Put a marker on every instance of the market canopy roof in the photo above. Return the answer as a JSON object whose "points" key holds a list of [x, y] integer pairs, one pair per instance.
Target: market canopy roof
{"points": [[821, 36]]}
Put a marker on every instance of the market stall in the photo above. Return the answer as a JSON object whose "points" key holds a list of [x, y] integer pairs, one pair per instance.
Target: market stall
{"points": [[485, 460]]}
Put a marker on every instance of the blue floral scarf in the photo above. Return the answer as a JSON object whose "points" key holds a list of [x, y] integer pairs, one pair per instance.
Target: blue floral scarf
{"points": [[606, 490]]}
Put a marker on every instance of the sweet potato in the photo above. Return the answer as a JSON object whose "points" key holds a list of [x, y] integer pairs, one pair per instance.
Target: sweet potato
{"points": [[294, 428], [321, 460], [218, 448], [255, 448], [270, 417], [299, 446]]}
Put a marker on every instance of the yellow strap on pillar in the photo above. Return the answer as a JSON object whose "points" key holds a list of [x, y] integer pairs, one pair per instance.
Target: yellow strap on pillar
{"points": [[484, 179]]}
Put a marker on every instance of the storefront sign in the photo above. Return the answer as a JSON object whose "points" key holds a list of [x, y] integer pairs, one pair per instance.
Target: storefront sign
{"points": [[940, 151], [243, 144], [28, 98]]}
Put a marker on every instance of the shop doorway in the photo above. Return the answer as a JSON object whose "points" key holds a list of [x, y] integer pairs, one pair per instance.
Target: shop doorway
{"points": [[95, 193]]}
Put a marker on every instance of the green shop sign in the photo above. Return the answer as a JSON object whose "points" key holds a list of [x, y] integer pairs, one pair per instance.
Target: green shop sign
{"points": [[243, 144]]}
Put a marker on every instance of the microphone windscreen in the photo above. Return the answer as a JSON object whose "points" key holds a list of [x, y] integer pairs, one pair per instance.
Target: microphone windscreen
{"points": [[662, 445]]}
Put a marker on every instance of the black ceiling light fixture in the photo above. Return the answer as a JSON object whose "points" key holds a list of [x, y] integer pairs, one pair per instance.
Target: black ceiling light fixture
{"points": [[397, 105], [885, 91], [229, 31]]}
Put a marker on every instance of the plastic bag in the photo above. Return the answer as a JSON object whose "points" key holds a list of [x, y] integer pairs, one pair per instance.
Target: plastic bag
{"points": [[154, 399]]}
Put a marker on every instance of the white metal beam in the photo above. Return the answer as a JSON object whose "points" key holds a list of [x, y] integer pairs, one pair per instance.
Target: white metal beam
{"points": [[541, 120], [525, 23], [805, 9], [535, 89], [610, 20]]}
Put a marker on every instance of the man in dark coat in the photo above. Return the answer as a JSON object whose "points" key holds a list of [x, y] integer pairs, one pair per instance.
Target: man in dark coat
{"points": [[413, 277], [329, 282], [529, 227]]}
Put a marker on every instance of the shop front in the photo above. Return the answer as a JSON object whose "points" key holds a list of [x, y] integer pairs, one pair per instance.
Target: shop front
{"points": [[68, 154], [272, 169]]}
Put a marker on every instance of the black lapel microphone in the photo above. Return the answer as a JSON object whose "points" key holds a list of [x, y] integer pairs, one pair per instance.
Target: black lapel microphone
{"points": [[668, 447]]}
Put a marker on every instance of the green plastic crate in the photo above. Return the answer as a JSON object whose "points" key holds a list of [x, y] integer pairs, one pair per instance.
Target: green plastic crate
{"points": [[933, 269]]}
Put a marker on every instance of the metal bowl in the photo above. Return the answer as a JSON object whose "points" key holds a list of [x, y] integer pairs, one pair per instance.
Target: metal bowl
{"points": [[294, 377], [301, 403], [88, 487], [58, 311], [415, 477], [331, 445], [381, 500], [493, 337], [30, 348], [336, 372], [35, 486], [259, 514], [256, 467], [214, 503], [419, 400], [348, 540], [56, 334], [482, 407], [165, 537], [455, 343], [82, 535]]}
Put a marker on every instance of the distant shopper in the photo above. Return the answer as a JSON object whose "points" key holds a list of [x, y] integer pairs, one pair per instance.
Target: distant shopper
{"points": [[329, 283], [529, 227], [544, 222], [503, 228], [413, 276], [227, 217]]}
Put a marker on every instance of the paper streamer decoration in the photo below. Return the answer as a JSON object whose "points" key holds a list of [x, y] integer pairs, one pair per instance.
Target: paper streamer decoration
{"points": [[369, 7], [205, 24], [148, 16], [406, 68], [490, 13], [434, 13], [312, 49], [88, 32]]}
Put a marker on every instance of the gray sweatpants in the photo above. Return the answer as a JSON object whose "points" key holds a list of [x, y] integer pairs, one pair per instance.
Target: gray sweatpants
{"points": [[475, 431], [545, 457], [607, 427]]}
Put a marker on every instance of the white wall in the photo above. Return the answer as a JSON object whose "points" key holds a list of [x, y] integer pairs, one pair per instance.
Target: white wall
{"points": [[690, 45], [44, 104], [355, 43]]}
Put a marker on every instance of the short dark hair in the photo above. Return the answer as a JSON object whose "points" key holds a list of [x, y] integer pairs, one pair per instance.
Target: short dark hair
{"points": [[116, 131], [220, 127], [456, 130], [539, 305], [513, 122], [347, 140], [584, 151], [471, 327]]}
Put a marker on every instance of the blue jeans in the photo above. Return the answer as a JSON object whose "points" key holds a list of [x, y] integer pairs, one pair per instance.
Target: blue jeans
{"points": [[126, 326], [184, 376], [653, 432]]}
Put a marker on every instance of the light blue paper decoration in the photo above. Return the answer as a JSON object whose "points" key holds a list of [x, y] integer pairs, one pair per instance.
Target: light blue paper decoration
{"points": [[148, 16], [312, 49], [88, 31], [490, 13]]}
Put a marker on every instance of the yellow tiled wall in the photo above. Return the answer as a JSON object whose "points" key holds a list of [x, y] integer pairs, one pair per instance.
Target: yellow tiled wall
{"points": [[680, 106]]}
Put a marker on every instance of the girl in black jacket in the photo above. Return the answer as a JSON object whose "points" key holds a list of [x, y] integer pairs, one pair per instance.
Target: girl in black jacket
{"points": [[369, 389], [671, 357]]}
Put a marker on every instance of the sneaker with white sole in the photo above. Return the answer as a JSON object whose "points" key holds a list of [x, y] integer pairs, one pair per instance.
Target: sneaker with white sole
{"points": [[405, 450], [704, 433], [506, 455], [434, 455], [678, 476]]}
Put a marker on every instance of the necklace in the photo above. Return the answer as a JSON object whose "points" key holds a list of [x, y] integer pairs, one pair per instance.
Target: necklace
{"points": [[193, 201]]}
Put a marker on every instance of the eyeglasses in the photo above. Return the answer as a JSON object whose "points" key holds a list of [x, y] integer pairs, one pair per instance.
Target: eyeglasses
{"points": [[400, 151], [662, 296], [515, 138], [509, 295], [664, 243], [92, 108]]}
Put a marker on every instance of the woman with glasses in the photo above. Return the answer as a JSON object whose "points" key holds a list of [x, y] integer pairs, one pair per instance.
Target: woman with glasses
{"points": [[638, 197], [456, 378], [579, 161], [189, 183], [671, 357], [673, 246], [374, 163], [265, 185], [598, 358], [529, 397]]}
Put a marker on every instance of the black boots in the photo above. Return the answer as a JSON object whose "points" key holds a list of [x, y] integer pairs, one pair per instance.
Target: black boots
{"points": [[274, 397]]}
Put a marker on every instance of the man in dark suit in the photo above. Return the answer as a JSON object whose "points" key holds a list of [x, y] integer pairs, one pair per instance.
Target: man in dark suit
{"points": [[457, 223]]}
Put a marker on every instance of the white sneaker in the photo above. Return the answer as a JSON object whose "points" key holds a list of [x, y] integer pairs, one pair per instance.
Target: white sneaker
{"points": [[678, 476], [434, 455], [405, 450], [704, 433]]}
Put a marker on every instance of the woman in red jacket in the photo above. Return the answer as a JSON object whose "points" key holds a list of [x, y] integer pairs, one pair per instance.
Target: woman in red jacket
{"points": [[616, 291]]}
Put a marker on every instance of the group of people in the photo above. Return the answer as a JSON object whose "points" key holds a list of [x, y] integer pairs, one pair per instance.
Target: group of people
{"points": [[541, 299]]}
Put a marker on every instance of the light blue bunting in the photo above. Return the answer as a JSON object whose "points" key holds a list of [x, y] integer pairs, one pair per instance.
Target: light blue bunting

--------------------

● **WHAT THIS TASK INVOLVES**: Working from the material above, retype exactly the lines from the one with "Put a marker on every instance of the white wall" through the one with "Put a marker on every instance of the short", both included, and only those lines.

● **ANSWER SECTION**:
Put a marker on every instance of the white wall in the photo above. Return the answer as a JSON object whose "points" key holds a list of [x, y] integer pairs, one pair per instance.
Target: white wall
{"points": [[690, 45], [44, 104], [355, 43]]}
Put a marker on every instance of the short dark hair in the photo above. Return the answer as a JSON object whose "points" key holds a list of [x, y] integer pairs, one pair per instance.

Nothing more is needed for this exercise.